◆ Aim of the exercise
Print verbatim the lines of the entries from the one containing "of the hedgerow" to the last, inclusive, and no others.

Lines of data:
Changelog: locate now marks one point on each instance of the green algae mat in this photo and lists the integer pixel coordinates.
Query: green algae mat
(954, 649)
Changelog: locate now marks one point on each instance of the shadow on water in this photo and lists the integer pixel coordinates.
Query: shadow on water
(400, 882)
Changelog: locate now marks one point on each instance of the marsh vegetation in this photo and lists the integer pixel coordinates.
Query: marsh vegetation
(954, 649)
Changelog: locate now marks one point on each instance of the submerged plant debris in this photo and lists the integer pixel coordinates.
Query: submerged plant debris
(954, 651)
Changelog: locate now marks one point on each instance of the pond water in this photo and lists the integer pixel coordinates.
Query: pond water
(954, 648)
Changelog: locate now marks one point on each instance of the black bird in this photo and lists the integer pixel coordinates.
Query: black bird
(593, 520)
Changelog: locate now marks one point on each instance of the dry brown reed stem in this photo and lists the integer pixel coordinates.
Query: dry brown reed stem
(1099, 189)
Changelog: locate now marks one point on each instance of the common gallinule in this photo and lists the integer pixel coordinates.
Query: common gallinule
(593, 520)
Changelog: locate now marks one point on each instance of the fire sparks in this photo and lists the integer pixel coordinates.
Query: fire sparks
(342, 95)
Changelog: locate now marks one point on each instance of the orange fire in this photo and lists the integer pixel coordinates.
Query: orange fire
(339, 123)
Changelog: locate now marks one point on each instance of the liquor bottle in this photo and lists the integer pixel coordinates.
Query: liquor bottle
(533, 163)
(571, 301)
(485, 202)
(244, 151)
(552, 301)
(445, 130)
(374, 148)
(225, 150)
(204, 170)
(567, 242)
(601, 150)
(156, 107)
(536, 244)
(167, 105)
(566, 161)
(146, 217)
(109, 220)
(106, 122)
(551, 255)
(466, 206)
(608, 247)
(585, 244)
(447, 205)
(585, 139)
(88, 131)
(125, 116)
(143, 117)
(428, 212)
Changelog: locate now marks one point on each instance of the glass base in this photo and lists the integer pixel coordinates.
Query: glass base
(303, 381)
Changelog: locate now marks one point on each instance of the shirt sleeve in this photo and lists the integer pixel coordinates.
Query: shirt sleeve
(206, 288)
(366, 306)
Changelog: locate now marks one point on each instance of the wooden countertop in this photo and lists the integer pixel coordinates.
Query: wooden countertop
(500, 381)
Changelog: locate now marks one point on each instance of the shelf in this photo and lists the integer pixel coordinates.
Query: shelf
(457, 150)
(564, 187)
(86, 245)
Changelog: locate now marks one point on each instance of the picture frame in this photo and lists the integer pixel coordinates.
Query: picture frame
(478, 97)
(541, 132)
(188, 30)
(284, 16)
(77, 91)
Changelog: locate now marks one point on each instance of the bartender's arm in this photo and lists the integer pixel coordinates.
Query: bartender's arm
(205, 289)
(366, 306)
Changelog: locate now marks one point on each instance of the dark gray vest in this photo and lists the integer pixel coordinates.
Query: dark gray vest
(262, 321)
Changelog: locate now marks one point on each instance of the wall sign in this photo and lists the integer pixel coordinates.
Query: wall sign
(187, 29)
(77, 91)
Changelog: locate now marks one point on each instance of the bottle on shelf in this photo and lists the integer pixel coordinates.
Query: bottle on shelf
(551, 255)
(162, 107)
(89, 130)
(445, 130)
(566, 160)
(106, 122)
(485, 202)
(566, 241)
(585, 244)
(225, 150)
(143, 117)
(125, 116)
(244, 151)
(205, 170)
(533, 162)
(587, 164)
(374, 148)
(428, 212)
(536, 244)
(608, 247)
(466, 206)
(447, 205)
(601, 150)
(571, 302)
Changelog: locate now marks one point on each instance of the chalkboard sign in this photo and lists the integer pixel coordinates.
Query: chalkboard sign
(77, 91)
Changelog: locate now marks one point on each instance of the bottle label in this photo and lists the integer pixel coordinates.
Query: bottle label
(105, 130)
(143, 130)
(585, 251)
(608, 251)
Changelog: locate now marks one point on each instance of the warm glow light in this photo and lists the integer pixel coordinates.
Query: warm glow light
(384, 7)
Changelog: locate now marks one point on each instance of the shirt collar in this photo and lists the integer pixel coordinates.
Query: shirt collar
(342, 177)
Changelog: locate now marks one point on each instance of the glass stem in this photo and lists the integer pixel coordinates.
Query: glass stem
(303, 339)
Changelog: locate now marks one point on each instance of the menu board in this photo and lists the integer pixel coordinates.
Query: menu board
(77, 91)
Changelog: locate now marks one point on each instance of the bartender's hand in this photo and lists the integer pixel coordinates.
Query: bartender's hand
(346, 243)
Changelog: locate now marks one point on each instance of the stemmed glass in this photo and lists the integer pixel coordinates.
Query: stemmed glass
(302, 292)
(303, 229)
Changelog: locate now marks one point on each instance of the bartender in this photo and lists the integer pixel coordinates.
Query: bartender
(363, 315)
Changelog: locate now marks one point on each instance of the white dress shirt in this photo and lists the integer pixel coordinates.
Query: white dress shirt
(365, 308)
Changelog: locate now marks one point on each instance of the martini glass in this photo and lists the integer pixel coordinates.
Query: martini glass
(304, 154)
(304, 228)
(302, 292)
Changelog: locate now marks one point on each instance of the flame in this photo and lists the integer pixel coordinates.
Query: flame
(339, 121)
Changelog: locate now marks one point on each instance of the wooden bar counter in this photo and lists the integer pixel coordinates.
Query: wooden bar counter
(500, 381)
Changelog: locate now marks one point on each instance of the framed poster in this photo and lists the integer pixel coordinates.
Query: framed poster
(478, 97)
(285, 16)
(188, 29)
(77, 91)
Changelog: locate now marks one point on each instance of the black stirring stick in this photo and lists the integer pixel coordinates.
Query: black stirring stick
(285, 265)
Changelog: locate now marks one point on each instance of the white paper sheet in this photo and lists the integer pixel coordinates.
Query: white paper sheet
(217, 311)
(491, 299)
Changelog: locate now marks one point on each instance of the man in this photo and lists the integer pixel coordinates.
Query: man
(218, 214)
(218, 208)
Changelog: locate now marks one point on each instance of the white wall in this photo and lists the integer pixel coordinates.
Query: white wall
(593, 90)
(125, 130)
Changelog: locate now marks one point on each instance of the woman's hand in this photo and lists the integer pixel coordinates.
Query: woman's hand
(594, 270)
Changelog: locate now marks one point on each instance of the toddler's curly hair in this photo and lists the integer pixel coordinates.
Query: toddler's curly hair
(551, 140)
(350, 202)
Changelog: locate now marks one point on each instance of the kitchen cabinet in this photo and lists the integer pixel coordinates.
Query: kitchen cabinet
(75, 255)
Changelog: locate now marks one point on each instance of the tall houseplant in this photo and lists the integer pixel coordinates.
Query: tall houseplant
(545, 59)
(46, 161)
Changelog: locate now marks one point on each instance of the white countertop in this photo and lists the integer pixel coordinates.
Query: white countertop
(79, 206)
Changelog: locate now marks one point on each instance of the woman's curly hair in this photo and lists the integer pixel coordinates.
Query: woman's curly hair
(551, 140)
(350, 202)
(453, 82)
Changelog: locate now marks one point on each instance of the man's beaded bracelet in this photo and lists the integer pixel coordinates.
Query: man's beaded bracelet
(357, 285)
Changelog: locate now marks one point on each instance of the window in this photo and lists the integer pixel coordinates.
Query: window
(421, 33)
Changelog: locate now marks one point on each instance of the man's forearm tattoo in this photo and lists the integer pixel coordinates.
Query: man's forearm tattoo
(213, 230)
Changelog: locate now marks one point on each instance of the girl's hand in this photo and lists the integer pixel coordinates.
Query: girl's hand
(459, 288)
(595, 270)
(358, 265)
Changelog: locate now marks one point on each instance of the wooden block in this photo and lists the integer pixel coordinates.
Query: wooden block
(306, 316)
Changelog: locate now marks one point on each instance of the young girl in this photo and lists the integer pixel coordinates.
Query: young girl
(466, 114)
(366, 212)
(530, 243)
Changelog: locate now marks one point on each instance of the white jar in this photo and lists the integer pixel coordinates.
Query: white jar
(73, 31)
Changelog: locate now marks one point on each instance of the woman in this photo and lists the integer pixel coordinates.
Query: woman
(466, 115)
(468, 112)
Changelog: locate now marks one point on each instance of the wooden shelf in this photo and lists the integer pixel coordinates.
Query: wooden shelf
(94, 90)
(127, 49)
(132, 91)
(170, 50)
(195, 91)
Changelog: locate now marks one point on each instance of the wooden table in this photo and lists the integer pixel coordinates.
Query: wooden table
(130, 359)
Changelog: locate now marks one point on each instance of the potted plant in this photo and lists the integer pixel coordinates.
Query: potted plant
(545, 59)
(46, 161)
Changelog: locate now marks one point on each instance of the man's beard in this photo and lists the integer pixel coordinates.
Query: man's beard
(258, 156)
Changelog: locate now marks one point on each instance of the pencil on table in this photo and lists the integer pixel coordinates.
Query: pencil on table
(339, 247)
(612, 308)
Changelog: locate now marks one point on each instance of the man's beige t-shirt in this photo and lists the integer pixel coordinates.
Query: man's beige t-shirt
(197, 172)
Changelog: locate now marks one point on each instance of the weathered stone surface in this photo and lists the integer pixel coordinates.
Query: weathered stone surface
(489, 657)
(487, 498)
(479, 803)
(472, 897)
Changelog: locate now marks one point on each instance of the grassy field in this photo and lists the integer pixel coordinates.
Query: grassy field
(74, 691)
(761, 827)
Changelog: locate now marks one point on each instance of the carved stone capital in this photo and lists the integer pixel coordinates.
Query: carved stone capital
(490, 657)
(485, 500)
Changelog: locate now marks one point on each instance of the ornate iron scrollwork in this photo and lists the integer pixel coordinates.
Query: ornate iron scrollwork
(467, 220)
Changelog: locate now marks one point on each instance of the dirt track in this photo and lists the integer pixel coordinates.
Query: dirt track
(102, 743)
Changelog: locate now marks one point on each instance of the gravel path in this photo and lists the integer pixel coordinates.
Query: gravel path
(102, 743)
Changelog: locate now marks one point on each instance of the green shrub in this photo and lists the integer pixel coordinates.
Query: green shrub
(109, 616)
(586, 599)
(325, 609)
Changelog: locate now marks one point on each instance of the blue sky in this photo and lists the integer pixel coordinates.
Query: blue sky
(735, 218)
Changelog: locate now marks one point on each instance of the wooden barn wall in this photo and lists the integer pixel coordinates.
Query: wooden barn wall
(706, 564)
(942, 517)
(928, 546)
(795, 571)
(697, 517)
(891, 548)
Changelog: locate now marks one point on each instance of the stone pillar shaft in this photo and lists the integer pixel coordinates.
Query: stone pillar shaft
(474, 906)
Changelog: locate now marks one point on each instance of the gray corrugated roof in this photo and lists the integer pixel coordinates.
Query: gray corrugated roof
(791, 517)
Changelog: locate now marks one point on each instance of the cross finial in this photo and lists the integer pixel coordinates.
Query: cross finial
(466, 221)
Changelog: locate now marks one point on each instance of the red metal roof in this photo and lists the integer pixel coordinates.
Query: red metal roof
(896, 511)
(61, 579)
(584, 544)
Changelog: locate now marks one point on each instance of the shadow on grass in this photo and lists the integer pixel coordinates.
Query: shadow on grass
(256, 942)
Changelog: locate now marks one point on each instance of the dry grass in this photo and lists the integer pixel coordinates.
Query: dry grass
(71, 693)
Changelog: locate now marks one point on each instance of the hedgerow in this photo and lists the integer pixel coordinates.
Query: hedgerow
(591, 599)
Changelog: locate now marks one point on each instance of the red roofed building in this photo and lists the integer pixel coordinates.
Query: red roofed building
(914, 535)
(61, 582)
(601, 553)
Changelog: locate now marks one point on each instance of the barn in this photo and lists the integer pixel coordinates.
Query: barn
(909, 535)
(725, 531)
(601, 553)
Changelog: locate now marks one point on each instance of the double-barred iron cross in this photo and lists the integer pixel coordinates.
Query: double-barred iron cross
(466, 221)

◆ Output of the exercise
Changelog: locate now marks one point on each instance of the hedgerow in this photo and lists the integer pixel coordinates.
Query: hedgerow
(591, 599)
Changelog: locate now marks one point on each instance of the red roofed building in this photo and lists the integer pixel coordinates.
Query: red roofed building
(914, 535)
(61, 582)
(601, 553)
Changelog: locate now marks one point on each instance of the barn in this photo and lists the integer pixel coordinates.
Query: barn
(909, 535)
(725, 531)
(601, 553)
Changelog: locate now marks one point on each instance of the double-barred iron cross in this photo and lists the integer pixel coordinates.
Query: double-barred iron cross
(466, 221)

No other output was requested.